-- TEXTE --
━━━━━━━━━━━━━━━━━━━━
Objection et professionnalisme

L’objection de la conscience est-elle le refuge de la lâcheté et de l’incompétence ? Cette question à dessein provocatrice mérite d’être posée car la réponse permet de fournir un critère de la véritable objection de la conscience.

Il n’est pas rare que l’objecteur apparaisse comme quelqu’un qui, par confort intérieur, refuse de poser un acte auquel sa position le contraint. Ce refus a souvent une conséquence sur ses collaborateurs dans la mesure où ceux-ci doivent le remplacer pour que la tâche due soit remplie. Ainsi l’objecteur peut apparaître comme peu solidaire de son équipe en refusant d’assumer la totalité des actes permettant à la dite équipe d’atteindre sa finalité. Y a-t-il dès lors un manque de professionnalisme chez l’objecteur ? N’est-il pas déterminé par une vision sélective de sa fonction incompatible avec son inscription dans la société telle qu’elle est ? Par exemple, un maire qui refuserait de célébrer un mariage entre personnes de même sexe est-il un mauvais officier d’état civil ?  Question décisive puisqu’elle engage la conception de ce qu’est tel ou tel métier.
━━━━━━━━━━━━━━━━━━━━
-- DONNÉES --
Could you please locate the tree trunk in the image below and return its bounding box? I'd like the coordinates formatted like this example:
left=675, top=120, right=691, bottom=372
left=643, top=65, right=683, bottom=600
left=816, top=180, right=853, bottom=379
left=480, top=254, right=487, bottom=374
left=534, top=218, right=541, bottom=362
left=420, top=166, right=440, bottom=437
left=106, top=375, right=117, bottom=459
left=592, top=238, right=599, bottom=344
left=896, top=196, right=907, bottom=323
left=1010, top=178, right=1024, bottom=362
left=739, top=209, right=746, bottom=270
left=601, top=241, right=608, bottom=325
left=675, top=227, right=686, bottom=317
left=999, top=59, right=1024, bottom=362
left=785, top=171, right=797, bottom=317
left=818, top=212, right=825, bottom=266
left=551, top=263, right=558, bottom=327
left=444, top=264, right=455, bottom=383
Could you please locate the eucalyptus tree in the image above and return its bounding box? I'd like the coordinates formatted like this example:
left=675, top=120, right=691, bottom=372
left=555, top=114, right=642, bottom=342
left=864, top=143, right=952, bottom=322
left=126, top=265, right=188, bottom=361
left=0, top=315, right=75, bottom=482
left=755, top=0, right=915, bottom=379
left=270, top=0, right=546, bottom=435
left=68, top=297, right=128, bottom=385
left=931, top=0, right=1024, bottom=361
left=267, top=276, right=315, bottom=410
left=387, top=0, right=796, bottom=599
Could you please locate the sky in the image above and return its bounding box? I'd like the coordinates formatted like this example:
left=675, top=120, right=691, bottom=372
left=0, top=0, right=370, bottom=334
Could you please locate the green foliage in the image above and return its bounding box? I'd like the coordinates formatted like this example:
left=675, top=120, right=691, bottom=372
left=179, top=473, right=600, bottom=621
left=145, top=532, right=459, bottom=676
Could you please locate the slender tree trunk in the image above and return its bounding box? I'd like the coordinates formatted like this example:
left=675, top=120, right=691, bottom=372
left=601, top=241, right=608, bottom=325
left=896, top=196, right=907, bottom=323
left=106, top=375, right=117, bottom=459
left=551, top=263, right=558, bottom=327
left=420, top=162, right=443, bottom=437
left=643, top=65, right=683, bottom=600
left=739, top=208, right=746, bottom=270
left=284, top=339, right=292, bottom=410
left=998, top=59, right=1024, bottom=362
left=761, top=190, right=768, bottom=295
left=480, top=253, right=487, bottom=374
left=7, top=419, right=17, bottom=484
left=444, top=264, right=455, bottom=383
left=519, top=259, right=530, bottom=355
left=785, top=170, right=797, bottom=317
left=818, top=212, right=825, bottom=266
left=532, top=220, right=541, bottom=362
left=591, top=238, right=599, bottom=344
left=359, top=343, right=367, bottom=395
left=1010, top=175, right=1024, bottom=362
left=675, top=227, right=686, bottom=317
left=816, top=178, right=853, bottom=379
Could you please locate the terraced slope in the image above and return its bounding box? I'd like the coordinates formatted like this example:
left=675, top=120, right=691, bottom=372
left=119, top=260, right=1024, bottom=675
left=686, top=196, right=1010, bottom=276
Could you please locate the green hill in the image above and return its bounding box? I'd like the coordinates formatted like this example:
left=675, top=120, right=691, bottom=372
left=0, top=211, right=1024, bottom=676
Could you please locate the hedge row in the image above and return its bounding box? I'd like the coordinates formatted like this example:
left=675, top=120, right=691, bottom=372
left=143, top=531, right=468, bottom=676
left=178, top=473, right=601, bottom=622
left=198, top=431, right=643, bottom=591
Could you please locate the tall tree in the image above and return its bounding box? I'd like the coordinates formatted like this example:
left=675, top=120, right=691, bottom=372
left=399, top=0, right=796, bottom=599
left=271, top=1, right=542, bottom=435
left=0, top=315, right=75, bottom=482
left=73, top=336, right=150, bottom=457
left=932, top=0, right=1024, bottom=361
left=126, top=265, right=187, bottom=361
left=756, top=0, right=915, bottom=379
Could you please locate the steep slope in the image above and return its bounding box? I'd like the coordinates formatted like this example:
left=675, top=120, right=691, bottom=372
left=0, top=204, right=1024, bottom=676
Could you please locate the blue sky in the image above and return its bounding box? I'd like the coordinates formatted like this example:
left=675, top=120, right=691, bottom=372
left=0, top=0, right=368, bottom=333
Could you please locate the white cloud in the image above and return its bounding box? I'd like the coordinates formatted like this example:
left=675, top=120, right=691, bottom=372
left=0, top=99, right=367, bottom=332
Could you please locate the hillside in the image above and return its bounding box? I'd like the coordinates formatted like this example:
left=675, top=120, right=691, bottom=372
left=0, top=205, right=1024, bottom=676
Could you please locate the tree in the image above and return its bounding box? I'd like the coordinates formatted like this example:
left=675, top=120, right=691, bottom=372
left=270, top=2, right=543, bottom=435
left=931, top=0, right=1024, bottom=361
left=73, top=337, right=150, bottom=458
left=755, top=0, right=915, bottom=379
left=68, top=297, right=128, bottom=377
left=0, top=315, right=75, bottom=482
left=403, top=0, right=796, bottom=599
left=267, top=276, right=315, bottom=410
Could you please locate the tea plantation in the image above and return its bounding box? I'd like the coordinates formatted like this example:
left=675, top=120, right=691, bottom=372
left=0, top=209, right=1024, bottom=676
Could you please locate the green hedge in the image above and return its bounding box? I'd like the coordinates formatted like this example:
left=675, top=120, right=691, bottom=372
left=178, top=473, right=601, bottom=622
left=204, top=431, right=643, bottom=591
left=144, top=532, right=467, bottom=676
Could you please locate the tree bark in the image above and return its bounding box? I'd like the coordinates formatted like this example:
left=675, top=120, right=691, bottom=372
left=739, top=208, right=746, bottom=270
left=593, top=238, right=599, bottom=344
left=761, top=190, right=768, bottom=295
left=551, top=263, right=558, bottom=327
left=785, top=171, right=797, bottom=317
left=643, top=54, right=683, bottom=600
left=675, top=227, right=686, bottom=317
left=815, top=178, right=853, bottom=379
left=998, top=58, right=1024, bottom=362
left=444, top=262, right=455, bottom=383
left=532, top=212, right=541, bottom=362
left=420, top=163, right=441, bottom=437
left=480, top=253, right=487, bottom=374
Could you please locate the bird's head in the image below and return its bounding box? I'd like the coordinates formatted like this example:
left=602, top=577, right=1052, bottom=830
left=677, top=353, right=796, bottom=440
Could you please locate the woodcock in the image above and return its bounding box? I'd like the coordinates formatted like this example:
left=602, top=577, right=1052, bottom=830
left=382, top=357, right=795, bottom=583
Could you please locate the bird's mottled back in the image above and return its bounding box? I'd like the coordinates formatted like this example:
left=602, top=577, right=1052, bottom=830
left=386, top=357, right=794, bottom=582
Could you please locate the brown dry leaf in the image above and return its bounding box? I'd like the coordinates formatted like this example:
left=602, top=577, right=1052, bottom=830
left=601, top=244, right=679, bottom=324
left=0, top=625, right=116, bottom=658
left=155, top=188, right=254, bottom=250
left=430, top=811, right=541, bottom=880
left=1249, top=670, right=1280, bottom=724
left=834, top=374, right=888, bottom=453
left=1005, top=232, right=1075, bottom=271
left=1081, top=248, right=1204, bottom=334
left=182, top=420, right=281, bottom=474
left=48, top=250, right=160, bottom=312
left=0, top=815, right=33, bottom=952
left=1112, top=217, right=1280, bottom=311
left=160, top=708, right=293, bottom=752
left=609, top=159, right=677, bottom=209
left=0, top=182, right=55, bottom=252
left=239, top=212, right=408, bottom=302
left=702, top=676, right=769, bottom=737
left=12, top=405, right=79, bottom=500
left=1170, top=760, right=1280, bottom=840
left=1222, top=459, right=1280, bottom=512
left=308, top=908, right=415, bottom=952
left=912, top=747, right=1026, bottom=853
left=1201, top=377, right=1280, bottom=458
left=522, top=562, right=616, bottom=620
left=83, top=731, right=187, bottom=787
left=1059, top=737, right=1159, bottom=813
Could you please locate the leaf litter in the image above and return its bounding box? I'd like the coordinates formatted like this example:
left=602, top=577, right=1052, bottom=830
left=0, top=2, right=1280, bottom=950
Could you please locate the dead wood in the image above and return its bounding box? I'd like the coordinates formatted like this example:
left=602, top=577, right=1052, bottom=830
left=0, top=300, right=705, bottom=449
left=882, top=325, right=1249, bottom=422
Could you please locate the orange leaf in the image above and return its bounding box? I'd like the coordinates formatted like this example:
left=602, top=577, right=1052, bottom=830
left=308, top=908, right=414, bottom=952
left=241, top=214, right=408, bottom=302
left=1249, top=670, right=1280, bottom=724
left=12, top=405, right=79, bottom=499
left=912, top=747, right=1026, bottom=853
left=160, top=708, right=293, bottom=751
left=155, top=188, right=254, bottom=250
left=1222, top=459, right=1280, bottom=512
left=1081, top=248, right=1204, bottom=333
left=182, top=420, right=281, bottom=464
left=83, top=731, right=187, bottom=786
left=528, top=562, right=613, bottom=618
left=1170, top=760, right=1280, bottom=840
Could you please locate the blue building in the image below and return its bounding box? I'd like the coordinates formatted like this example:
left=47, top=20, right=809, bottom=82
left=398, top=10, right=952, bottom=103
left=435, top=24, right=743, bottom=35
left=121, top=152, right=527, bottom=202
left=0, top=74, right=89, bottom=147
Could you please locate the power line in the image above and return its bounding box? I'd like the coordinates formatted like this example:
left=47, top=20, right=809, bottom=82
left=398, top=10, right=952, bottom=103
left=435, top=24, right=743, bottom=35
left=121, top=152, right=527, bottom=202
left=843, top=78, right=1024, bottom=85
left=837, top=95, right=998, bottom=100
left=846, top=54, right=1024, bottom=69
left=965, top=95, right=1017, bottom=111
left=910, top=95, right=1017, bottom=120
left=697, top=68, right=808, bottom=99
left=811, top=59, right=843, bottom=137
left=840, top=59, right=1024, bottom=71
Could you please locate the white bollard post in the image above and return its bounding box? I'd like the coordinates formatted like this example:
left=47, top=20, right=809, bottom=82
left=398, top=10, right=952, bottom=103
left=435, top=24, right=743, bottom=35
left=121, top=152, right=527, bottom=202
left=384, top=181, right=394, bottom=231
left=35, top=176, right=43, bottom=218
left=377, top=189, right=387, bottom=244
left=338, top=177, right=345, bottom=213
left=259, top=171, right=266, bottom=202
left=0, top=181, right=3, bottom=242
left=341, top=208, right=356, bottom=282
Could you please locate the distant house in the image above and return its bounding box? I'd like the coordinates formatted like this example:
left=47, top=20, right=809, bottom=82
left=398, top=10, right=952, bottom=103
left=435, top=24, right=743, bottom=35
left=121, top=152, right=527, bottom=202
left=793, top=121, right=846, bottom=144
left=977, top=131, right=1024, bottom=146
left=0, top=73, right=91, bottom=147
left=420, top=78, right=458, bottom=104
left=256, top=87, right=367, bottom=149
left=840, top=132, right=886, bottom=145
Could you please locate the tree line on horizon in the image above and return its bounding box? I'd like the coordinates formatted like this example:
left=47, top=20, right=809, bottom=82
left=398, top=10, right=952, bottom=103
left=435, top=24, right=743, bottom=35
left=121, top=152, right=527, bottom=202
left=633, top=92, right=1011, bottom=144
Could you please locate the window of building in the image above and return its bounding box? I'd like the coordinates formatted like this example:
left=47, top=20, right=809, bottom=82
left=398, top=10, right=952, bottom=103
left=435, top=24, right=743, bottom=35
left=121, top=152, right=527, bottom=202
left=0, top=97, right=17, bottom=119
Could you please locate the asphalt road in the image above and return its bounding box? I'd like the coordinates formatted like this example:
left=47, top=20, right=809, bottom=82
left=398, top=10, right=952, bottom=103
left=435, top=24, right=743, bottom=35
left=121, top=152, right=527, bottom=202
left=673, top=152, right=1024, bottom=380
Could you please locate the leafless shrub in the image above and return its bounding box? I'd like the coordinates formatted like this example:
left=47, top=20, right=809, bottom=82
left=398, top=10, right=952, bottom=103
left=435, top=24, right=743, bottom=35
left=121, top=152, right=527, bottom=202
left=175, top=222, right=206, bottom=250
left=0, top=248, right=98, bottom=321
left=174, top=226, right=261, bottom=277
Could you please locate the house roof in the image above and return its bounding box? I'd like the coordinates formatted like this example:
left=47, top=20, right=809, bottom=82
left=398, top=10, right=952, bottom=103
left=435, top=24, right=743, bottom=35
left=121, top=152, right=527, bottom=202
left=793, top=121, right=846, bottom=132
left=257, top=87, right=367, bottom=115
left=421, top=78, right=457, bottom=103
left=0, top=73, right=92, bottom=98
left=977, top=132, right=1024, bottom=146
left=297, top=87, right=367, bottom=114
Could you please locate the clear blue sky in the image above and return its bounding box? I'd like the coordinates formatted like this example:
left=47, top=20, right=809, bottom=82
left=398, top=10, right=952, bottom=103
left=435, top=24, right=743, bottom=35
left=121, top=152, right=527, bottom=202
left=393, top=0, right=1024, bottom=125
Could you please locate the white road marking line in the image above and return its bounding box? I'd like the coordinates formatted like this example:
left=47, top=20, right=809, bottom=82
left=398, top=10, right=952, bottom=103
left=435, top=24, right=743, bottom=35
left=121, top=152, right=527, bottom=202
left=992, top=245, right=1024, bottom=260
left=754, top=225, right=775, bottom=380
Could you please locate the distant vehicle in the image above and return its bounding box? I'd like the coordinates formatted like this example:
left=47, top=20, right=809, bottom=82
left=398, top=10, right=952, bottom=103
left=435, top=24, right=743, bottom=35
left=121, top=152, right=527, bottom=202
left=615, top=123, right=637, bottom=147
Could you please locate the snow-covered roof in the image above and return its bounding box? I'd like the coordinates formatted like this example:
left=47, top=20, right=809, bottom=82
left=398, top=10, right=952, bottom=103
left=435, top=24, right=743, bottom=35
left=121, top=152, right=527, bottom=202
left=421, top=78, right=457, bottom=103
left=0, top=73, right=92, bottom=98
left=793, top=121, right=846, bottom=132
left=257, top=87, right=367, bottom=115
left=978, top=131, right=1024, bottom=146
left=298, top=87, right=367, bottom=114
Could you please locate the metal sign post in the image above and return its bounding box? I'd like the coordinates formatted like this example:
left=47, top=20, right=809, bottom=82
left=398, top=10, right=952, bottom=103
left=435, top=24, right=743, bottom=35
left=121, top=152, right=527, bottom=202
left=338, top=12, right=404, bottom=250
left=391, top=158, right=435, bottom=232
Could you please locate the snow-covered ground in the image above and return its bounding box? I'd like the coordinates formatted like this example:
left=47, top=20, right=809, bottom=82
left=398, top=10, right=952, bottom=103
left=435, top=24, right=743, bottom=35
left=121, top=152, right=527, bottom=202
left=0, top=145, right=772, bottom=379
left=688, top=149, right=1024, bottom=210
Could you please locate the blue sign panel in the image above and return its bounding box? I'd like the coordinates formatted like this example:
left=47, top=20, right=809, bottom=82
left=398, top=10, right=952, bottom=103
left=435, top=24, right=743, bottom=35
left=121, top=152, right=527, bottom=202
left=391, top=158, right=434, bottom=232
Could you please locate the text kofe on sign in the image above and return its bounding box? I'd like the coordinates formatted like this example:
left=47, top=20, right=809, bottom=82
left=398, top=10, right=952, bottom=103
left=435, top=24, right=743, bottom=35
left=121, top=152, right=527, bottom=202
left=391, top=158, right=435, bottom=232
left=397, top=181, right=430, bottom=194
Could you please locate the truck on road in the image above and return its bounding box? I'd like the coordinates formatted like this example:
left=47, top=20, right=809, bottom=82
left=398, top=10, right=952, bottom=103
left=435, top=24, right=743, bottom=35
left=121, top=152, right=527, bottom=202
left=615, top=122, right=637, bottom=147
━━━━━━━━━━━━━━━━━━━━
-- TRAVAIL À FAIRE --
Recopiez fidèlement le passage du texte sur l'objection de conscience qui s'ouvre sur les mots contenant "L’objection de la" et se referme sur "de la conscience.". Appuyez-vous uniquement sur le texte.

-- RÉSULTAT --
L’objection de la conscience est-elle le refuge de la lâcheté et de l’incompétence ? Cette question à dessein provocatrice mérite d’être posée car la réponse permet de fournir un critère de la véritable objection de la conscience.